**To do**:
**a.** Answer these questions from the text on drinking in Shakespeare's Stratford:
(i) How many servants did the Bear employ?
(ii) In what year did Thomas Plume describe John Shakespeare as a "merry-cheeked old man"?
(iii) What was John Shakespeare's job for the Leet Court?
**b.** List every post that the text on drinking in Shakespeare's Stratford says John Shakespeare held.
**c.** Resume the text on drinking in Shakespeare's Stratford, picking up after its last sentence.

The Bear and the Swan Inns were pretty large establishments in Shakespeare’s time. The Bear employed 14 servants alone. Sunday drinking at the Swan resulted in a murder; proportionally there were probably more murders in Stratford then, per head of population than in present day London. Many of these murders centre on the Swan itself. When you consider the number of people who carried daggers, knives and swords, it’s hardly surprising. The law did not consider the carrying of such things as dangerous, even after people who had been drinking! Poverty was also high and with high crime drinking was inevitable for the poor of Stratford. Yet drinking is not limited to the poor, numerous tales spread of the rich Shakespeare and his drinking exploits and not just in Stratford. He would go anywhere when he found out that someone was a better drinker than he was. This resulted in him kipping under the local tree after the contest was over!
John Shakespeare, his father, might well have been the cause of this habit. Thomas Plume records in 1657 that he was a ‘merry-cheeked old man’ which may mean that he too liked his drink. However there is much stronger evidence than John was drinking more than he should. It had been his job! As well as being the town’s Mayor and Bailiff, a job that required him to be well dressed and behave himself, which he lost for some unknown reason, he was the Ale Taster for the Leet Court. This job, a sort of inspector of beer, presumably needed him to taste the stuff, as it required the checking that hops and other things had not been added to the ale. The young William must have been around sometimes with his father to the places he inspected, plus there was no under age drinking rules then!
William was certainly knocking them back at 18 plus! Between the years 1580-90 the plays reveal his liking for drink. Falstaff praises the stuff like a wine connoisseur in Henry IV part 2 scene III. “A good sherris-sack hath a twofold operation in it. It ascends me into the brain; dries me there all the foolish and dull and crudy vapours which environ it; makes it apprehensive, quick, forgetive, full of nimble, fiery and delectable shapes; which delivered o’er to the voice, the tongue, which is the birth, becomes excellent wit.”

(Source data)

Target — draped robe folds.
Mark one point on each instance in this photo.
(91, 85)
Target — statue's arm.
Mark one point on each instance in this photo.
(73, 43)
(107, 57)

**Results by task**:
**a.**
(i) 14
(ii) 1657
(iii) Ale Taster

**b.**
- Mayor of the town
- Bailiff of the town
- Ale Taster for the Leet Court

**c.**
At least we know how he overcame stage fright. Falstaff as I have already explained is William himself and what he says you can bet that William thought. The funny thing is that nature would turn the thin man into the bloated Falstaff!
He continues in his speech, which was direct to the audience and alone. ‘Sherries warm the blood, making the face red, give courage and help learning.’ Alcoholics’ Anonymous would have had a fit, if they were around. That’s the trouble! Nobody could have tell him what he was doing was wrong. There were signs, in his first appearance in this play, Falstaff had sent his urine to a doctor, which must have been discoloured for the doctor (joke aside) said he was diseased. Falstaff/William had seen or knew that the liver changed colour with alcohol. He knew too that you could become addicted to drink. This made no difference and he has Falstaff say “If I had a thousand sons... I would teach addict themselves to sack”
You soon realise that Sherry, Sack, and Wine were William’s favourite drinks. Also you can tell that William has a fondness for drunks! Like Sir Toby Belch, wonder how he got his name, plus the drunken butler in The Tempest. This brings us back to the 1623 Works and Ben Jonson. The introductory verses to that have never been explored in the light of William being an alcoholic. So Ben (praising William) can enable him to get a sneaky reference to his drinking in. The much-quoted “Sweet Swan of Avon” doesn’t refer to William, but the Swan Inn, where if you could find William Shakespeare drinking sweet Sherry! His ’sweet’ nature thus refers to the fact he was an alcoholic. This fact didn’t go amiss on one of Shakespeare’s relatives. As mentioned in a previous chapter, one had a ‘dig’ at William. This chap, his brother, says he was carried on stage on the back of another actor! Plausible if he was drunk, but sounds like sore grapes to me.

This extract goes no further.